To do: Can you reproduce, character for character, only the lines of the entries below starting at the line containing "q=light green foliage&mode=box" and ending at the line containing "[71,115,261,387]", with both of those lines included?
-------- Records for the exercise
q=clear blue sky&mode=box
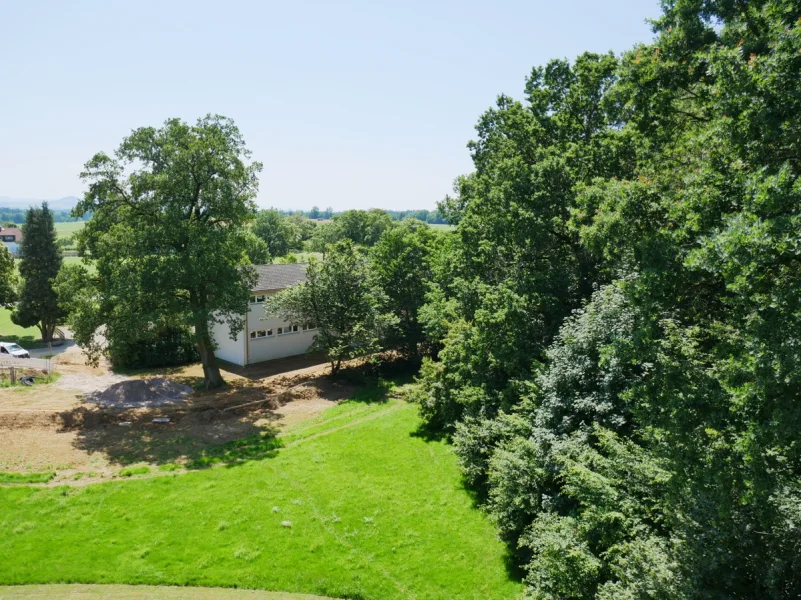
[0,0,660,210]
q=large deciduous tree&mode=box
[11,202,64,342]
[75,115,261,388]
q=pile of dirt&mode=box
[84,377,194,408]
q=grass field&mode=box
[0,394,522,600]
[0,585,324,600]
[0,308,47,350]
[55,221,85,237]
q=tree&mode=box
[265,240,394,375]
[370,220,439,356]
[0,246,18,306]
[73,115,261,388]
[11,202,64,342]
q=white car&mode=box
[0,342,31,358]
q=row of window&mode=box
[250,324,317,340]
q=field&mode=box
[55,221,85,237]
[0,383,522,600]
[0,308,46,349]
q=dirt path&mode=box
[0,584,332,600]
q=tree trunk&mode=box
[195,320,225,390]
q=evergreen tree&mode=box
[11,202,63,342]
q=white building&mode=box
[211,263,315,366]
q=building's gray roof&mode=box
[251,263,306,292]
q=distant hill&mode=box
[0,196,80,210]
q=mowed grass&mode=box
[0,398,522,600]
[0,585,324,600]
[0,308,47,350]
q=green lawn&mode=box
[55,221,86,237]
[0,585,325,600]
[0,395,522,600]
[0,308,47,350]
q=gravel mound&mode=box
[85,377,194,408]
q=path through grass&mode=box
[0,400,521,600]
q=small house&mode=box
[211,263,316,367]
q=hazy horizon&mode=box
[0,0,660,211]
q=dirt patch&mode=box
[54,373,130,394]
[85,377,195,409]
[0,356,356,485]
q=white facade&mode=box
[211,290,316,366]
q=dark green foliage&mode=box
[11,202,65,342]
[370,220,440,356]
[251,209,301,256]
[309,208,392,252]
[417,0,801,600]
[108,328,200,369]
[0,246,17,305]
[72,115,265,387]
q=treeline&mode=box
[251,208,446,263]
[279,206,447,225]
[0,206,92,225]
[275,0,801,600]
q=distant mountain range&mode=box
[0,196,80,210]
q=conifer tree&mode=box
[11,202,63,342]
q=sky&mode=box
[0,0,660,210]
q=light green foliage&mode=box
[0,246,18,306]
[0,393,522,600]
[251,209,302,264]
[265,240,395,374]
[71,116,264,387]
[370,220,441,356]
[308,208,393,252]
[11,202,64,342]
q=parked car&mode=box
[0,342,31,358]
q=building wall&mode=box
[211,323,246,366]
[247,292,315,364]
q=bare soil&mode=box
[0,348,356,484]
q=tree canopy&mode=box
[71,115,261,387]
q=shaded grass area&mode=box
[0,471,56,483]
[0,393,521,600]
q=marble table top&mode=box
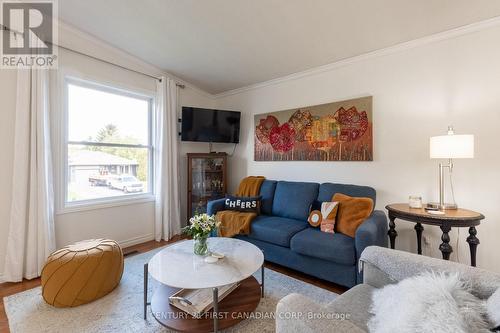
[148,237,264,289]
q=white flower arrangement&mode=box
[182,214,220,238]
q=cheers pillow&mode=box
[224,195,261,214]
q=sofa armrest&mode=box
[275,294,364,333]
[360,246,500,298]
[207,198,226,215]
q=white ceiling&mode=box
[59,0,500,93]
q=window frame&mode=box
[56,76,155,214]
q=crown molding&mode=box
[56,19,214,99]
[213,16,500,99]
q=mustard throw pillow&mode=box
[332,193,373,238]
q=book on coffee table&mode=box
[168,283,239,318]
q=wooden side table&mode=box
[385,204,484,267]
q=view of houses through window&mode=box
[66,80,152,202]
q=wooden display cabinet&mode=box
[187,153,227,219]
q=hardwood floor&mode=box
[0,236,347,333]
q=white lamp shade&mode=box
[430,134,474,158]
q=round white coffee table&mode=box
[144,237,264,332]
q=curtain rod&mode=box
----------------
Finished exercise:
q=light green foliage&mode=box
[0,246,18,306]
[0,393,522,600]
[251,209,302,264]
[265,240,395,374]
[71,116,264,387]
[370,220,441,356]
[308,208,393,252]
[11,202,64,342]
q=parked car&mode=box
[0,342,31,358]
q=building wall&mode=box
[211,323,246,366]
[247,292,315,364]
q=bare soil&mode=box
[0,348,356,484]
q=tree canopy&mode=box
[71,115,261,387]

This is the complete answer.